◆ **Brano da leggere**:
=======

Bigiaretti intesse le sue storie in un reticolato cromatico-visivo che risulta complementare della dimensione olfattiva e gustativa. Appassionato di grafica e di pittura, egli stesso pittore, ha sentito talvolta il bisogno di utilizzare il segno iconico come supporto della parola scritta, nel tentativo di organizzare figuralmente lo spazio entro cui collocare o un profilo di un personaggio o una situazione narrativa complessa. Luce e buio acquistano così un valore metaforico, coincidendo la prima con l’armonia del rapporto tra sguardo e realtà, il secondo con lo spaesamento, l’alienazione del soggetto psicologico difronte ad un mondo chiuso nella sua opprimente necessità. La serenità di Giovanni, nel racconto In fondo al pozzo, determina il predominio del bianco (“Era mattino di buon’ora, mentre andava alla stazione, l’aria era fresca e il paesaggio tutto chiaro: lo stradale bianchissimo, bianchi i tronchi dei pioppi, chiaro il fogliame e il prato. Pareva facile essere buoni, fare contenta una vecchia madre, dedicarsi al lavoro con la coscienza sgombra di rimorsi” ), mentre la psicosi da guerra che assale Paolo, in L’oscuramento , trova il suo correlativo oggettivo nello “strano colore inchiostroso” che avvolge tutta la città (“Doveva aver percorso un altro viale, uguale al primo nell’oscurità, che lo aveva condotto in un’altra direzione. Adesso era veramente stanco, si sentiva sconfortato, incapace di dirigersi, gli pareva che il buio malignamente si facesse più fitto, un vento freddo cominciò ad agitare gli alberi. Paolo non scorgeva lumi davanti a sé: la notte era chiusa”).

=======

◆ **Voci riportate**:

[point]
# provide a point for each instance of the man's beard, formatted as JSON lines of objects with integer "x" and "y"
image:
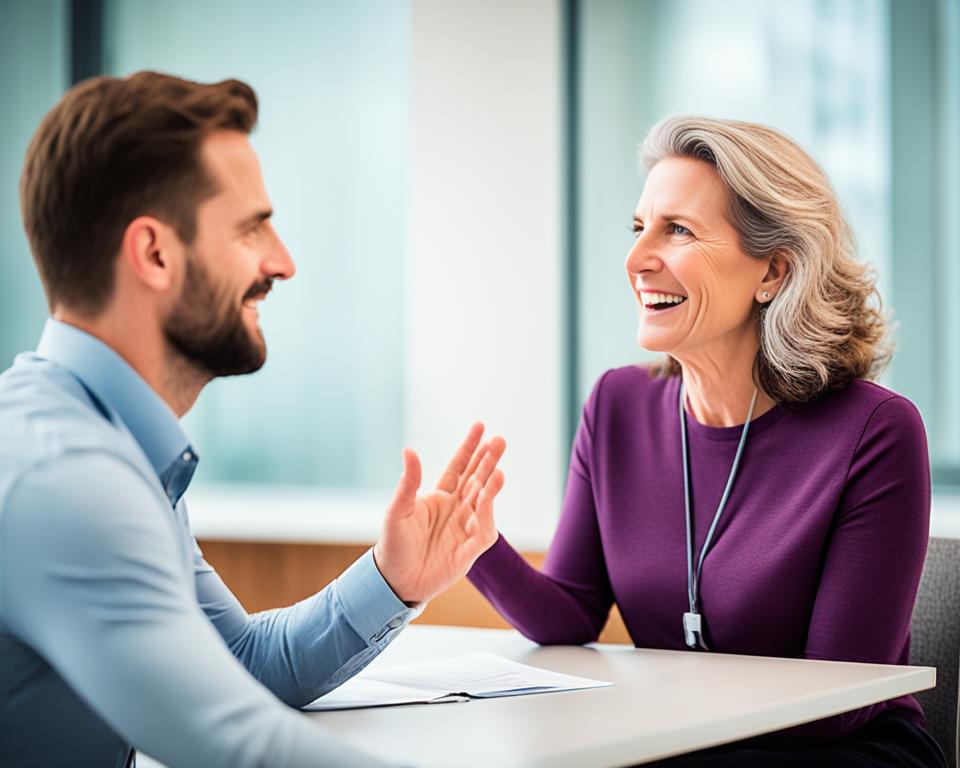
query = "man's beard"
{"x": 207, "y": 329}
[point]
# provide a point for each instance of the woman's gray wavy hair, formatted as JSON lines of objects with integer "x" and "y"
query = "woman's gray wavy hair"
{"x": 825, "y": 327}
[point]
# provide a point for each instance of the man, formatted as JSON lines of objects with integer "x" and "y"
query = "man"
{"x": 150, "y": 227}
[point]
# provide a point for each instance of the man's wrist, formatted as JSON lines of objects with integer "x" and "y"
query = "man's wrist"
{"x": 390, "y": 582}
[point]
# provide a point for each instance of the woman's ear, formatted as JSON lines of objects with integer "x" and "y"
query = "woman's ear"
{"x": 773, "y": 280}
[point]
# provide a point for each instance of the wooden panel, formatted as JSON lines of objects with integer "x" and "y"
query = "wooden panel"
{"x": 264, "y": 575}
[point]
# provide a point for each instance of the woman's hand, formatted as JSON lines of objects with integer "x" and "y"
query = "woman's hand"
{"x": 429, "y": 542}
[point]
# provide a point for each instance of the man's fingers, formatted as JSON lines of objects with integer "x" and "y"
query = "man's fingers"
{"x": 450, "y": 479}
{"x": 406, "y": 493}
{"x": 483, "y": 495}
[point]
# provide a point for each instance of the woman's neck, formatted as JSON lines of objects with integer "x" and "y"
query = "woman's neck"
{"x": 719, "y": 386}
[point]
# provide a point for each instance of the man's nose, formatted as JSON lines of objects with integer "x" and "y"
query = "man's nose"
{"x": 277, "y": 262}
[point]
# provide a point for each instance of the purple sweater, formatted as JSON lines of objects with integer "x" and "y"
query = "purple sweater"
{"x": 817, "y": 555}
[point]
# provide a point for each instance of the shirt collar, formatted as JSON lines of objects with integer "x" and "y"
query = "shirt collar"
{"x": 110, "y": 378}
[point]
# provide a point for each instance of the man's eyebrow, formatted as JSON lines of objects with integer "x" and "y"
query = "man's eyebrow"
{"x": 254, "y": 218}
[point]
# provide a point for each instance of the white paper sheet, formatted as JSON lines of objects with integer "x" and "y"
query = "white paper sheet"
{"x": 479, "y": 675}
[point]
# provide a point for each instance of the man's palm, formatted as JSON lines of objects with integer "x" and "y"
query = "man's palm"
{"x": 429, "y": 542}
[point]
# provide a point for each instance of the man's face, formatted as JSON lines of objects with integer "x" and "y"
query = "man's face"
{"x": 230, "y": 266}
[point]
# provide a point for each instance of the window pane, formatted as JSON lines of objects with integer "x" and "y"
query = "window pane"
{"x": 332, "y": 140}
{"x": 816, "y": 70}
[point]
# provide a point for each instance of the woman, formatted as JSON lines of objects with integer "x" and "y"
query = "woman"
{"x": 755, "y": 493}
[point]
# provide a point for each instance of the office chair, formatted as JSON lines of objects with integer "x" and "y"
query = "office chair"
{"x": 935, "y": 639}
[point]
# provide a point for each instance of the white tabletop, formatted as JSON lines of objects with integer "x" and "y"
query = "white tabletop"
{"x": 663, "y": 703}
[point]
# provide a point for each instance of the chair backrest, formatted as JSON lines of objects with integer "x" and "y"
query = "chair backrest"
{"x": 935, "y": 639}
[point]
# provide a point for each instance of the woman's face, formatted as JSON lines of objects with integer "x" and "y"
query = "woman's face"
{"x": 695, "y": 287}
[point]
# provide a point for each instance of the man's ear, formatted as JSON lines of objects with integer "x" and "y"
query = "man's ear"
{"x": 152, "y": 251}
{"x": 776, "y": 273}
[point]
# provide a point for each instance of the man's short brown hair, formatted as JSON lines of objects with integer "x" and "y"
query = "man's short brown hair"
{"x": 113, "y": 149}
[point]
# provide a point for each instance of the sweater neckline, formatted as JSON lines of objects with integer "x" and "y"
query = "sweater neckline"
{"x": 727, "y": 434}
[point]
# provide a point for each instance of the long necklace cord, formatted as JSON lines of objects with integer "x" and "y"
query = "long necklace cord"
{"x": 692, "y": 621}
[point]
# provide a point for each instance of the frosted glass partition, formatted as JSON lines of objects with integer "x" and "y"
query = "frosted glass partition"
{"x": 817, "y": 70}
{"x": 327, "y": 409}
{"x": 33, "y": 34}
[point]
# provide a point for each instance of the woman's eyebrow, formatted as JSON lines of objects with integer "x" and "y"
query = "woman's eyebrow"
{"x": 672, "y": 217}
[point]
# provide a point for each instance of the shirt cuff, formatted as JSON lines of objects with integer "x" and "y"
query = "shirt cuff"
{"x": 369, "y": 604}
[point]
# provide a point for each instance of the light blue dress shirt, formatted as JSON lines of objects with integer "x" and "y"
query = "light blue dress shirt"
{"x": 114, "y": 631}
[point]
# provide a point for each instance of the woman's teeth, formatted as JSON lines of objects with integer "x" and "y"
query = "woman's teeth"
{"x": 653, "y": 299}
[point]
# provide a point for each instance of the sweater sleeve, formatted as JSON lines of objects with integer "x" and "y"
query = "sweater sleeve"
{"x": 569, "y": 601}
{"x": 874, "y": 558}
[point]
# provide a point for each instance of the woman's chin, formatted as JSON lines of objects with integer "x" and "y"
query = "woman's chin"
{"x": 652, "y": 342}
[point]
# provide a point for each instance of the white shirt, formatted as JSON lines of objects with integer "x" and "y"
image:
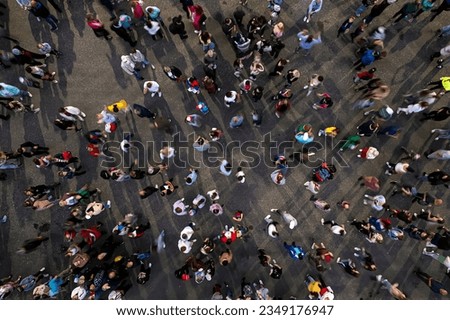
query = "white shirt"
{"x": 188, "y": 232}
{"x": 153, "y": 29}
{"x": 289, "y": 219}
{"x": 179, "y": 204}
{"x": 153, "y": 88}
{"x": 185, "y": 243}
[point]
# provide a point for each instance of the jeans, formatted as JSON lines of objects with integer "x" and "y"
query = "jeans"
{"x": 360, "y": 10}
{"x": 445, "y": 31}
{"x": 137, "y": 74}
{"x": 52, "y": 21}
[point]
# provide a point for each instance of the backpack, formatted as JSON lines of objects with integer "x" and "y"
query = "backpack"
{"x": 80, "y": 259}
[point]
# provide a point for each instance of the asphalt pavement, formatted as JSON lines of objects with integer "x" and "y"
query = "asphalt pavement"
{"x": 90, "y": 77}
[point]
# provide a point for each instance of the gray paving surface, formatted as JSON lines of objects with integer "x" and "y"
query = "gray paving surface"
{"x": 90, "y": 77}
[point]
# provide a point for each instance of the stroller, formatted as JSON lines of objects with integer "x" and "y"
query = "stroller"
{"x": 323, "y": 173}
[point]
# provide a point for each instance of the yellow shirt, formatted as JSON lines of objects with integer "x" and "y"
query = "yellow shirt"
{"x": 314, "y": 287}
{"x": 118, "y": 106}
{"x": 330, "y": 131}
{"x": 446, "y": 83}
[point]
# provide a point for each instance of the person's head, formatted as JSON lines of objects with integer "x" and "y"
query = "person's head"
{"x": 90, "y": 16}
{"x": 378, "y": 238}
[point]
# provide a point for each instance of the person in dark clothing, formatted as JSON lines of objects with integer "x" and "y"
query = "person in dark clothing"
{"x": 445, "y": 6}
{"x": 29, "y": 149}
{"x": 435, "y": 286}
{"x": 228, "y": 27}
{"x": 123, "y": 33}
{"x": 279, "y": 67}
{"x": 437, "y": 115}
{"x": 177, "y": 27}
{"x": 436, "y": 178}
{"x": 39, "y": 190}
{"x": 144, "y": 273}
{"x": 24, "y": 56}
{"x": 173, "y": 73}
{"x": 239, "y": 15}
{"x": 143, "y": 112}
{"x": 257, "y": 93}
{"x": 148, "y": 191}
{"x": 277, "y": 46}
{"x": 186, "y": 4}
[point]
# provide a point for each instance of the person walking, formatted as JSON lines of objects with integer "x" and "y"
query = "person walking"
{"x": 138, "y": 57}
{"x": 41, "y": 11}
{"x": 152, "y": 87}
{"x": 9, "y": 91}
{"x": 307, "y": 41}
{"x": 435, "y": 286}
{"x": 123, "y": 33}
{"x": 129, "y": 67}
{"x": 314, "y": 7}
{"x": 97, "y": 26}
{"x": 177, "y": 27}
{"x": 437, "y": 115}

=======

◆ **Compiti scritti**:
• a. Indica se ciascuna affermazione concorda con il brano su Bigiaretti, rispondendo sì o no e citando tra virgolette le parole del brano che lo stabiliscono: (i) Bigiaretti era anche pittore; (ii) nel racconto In fondo al pozzo predomina il nero; (iii) in L'oscuramento Paolo vede lumi davanti a sé.
• b. Elenca tutto ciò che, nella citazione da In fondo al pozzo riportata nel brano su Bigiaretti, è descritto come bianco o chiaro, accompagnando ogni voce con l'aggettivo usato.
• c. Scrivi il seguito del brano su Bigiaretti, riprendendo subito dopo la sua ultima frase.

◆ **Risposte per compito**:
• a.
(i) Sì: "egli stesso pittore".
(ii) No: "determina il predominio del bianco".
(iii) No: "Paolo non scorgeva lumi davanti a sé".

• b.
- il paesaggio: tutto chiaro
- lo stradale: bianchissimo
- i tronchi dei pioppi: bianchi
- il fogliame: chiaro
- il prato: chiaro

• c.
In queste atmosfere che talora mantengono una forte impronta realistica, talora invece sfumano su tonalità surrealiste e fantastiche ( si pensi a un testo come L’oscuramento , in cui il processo d’esitazione nel lettore è portato al grado estremo o a In fondo al pozzo ), su sfondi ricchi di contrasti, di ombre e luminosità, si incidono i primi piani di figure femminili, Leopolda, Sara, Erminia, Angela, Fernanda, Maria Teresa, non privi però, in qualche caso, di un tocco caricaturale ( Leopolda : “Ora Leopolda era una ragazza di ventisette anni; il suo viso, largo all’altezza degli zigomi, e concluso precipitosamente sul mento aguzzo, come in molte donne della regione,era modellato a grandi piani; il naso e le labbra ben pronunciate, il pallore della pelle, cui dà risalto il nero liscio dei capelli, erano quali Paolo rammentava”; “ Gli occhi rotondi e inutilmente grandi esprimevano non la serena limpidezza che Paolo aveva sempre creduto di scorgere, ma soltanto una placida pigrizia animale”; Gli occhiali :”il viso di Maria Teresa era grazioso ma anche, scopersi, pieno di difetti: i pori della pelle erano spalancati, intorno agli occhi un lividore malsano, e alcuni peli ridicoli spuntavano all’angolo delle labbra dipinte malamente per tentare invano di correggere il loro vero disegno”).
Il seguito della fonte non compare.